--- Material provided ---
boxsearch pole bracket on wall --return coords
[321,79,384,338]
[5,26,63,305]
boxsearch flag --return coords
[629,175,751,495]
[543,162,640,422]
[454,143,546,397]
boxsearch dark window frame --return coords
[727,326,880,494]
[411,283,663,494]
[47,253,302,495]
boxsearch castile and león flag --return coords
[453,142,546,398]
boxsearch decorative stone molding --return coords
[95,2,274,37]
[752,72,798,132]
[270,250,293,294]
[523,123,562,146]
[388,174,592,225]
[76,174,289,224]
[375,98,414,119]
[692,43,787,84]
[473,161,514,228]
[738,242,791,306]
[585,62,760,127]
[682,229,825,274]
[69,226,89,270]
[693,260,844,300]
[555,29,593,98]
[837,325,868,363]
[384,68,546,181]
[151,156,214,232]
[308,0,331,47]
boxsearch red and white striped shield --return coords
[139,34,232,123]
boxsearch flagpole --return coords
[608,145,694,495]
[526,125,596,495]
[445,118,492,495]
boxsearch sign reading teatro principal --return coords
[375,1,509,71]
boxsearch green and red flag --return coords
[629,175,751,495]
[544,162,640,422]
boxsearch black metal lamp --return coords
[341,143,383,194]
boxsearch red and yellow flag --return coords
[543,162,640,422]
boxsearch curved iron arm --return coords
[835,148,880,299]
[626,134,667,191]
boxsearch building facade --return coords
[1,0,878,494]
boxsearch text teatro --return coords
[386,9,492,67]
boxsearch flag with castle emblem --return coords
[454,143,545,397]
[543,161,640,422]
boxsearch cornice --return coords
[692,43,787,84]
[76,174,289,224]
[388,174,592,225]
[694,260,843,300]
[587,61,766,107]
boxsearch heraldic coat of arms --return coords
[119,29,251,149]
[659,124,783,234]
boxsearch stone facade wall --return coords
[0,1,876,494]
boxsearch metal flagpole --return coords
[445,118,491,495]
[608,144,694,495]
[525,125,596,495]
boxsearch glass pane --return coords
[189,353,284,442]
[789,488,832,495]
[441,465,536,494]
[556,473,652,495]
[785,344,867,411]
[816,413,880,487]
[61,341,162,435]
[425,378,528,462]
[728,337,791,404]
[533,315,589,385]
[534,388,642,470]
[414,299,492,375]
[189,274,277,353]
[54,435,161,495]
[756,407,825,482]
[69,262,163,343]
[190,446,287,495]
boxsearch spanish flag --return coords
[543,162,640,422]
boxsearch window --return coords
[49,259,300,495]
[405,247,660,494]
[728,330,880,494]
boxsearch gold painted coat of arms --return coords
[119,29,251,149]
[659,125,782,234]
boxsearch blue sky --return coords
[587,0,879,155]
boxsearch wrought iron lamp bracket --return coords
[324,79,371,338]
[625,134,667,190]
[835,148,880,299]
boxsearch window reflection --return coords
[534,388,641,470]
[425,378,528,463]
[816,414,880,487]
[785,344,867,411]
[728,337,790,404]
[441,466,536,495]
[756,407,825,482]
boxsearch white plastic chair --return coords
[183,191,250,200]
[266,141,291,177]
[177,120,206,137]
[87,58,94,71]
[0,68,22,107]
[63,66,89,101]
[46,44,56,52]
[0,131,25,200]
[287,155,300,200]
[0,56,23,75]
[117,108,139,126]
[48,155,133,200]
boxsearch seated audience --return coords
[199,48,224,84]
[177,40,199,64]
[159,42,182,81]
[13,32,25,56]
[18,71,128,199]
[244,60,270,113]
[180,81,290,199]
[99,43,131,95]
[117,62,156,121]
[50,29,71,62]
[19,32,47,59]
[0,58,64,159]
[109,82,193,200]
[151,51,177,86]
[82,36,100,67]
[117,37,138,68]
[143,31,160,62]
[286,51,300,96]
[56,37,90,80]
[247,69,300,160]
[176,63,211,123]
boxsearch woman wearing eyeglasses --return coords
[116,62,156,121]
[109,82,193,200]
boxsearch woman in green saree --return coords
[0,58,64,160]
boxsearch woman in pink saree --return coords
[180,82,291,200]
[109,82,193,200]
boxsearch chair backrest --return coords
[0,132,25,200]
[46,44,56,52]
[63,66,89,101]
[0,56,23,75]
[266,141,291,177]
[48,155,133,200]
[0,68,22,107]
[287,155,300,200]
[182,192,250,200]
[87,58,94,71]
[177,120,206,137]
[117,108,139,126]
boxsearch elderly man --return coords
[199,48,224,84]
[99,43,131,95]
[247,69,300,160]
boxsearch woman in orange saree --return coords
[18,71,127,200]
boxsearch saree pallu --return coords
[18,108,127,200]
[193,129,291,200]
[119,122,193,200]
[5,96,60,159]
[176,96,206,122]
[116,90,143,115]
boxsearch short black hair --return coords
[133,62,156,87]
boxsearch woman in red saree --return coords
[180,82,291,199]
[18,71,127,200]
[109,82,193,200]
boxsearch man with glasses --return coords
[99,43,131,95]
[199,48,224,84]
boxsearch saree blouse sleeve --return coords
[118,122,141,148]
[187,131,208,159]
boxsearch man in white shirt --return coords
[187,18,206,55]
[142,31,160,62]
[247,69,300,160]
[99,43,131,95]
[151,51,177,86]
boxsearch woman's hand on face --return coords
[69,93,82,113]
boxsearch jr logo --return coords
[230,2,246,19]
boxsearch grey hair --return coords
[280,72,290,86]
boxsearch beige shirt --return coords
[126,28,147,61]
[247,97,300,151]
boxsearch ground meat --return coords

--- Work instruction ---
Give every entry once more, exactly as it reads.

--- Response box ---
boxsearch pole bracket on wall --return coords
[321,79,384,338]
[5,26,63,305]
boxsearch flag --return coords
[629,175,751,495]
[543,162,640,422]
[454,143,546,397]
boxsearch dark window frame --return coords
[727,326,880,494]
[411,283,663,494]
[47,253,302,495]
boxsearch castile and león flag --return coords
[453,142,546,398]
boxsearch decorative stone molding --return coords
[95,2,274,37]
[752,72,798,132]
[270,250,293,294]
[523,123,562,146]
[388,174,592,225]
[76,174,289,224]
[375,98,414,119]
[692,43,787,84]
[473,161,514,228]
[738,242,791,306]
[585,62,760,127]
[682,229,825,274]
[69,226,89,270]
[693,260,844,300]
[555,29,593,98]
[837,325,868,363]
[384,68,546,181]
[151,156,214,232]
[308,0,331,47]
boxsearch red and white striped shield --return coords
[139,34,232,123]
boxsearch flagpole --return coords
[608,145,694,495]
[526,125,596,495]
[445,118,492,495]
boxsearch sign reading teatro principal --return coords
[375,1,509,71]
boxsearch green and red flag --return coords
[629,175,751,495]
[544,162,640,422]
boxsearch black metal lamp --return coords
[341,143,383,194]
boxsearch red and yellow flag --return coords
[543,162,640,422]
boxsearch curved iron arm --return coords
[835,148,880,299]
[626,134,667,191]
boxsearch building facade --return coords
[1,0,878,494]
boxsearch text teatro --return coords
[386,9,492,67]
boxsearch flag with castle emblem --return coords
[454,143,545,397]
[543,161,640,422]
boxsearch cornice --return coords
[692,43,787,84]
[76,174,289,224]
[388,174,592,225]
[694,260,843,300]
[587,61,766,107]
boxsearch heraldic coat of arms --return coords
[119,29,251,149]
[659,124,783,234]
boxsearch stone facade wall --return coords
[0,1,876,494]
boxsearch metal flagpole --return coords
[445,118,491,495]
[608,144,694,495]
[525,125,596,495]
boxsearch glass pane --return coords
[189,353,284,442]
[789,488,832,495]
[441,465,536,494]
[556,473,652,495]
[785,344,867,411]
[816,413,880,487]
[61,341,162,435]
[425,378,528,462]
[728,337,791,404]
[533,315,589,385]
[534,388,642,470]
[414,299,492,375]
[189,274,277,353]
[54,435,161,495]
[756,407,825,482]
[69,262,163,343]
[190,446,287,495]
boxsearch spanish flag --return coords
[543,162,640,422]
boxsearch window --return coords
[49,259,300,495]
[405,247,660,494]
[728,330,880,494]
boxsearch gold painted coat of arms --return coords
[119,29,251,149]
[659,125,782,234]
boxsearch blue sky --return coords
[587,0,879,155]
boxsearch wrought iron lamp bracket --return coords
[324,79,371,338]
[625,134,667,190]
[835,148,880,299]
boxsearch window reflection --return coords
[534,388,641,470]
[425,378,528,463]
[816,414,880,487]
[785,344,867,411]
[728,337,790,404]
[441,466,536,495]
[756,407,825,482]
boxsearch white plastic chair --return coords
[183,191,250,200]
[266,141,291,177]
[177,120,206,137]
[87,58,94,71]
[0,68,22,107]
[63,66,89,101]
[46,44,56,52]
[0,131,25,200]
[287,155,300,200]
[0,56,23,75]
[117,108,139,126]
[48,155,133,200]
boxsearch seated audience --return coords
[199,48,224,84]
[177,40,199,64]
[159,42,182,81]
[13,32,25,56]
[18,71,128,199]
[244,60,270,113]
[180,81,290,199]
[99,43,131,95]
[117,62,156,121]
[50,29,71,62]
[19,32,47,59]
[0,58,64,159]
[109,82,193,200]
[151,51,177,86]
[82,36,100,67]
[117,37,138,68]
[143,31,160,62]
[286,51,300,96]
[56,37,90,80]
[247,69,300,160]
[176,63,211,123]
boxsearch woman wearing eyeglasses --return coords
[116,62,156,121]
[109,82,193,200]
boxsearch woman in green saree --return coords
[0,58,64,160]
boxsearch woman in pink saree --return coords
[180,82,291,200]
[109,82,193,200]
boxsearch chair backrest --return coords
[0,132,25,200]
[46,44,56,52]
[63,66,89,101]
[0,56,23,75]
[266,141,291,177]
[48,155,133,200]
[0,68,22,107]
[287,155,300,200]
[182,192,250,200]
[87,58,94,71]
[177,120,206,137]
[117,108,139,126]
boxsearch elderly man --return coords
[199,48,224,84]
[99,43,131,95]
[247,69,300,160]
boxsearch woman in orange saree --return coords
[18,71,127,200]
boxsearch saree pallu --return coords
[18,108,127,200]
[193,129,291,200]
[119,122,193,200]
[5,96,60,159]
[176,96,206,122]
[116,90,143,115]
boxsearch short black hair --return coords
[133,62,156,87]
boxsearch woman in red saree --return coords
[180,82,291,199]
[18,71,127,200]
[109,82,193,200]
boxsearch man with glasses --return coords
[99,43,131,95]
[199,48,224,84]
boxsearch saree blouse sleeve --return coords
[118,122,141,148]
[187,131,208,159]
boxsearch man in white shirt --return coords
[187,18,206,55]
[142,31,160,62]
[247,69,300,160]
[99,43,131,95]
[151,51,177,86]
boxsearch woman's hand on face --return coords
[69,93,82,113]
boxsearch jr logo --return coords
[230,2,246,19]
boxsearch grey hair --return coords
[280,72,290,86]
boxsearch beige shirt --return coords
[126,28,147,61]
[247,97,300,151]
boxsearch ground meat --return coords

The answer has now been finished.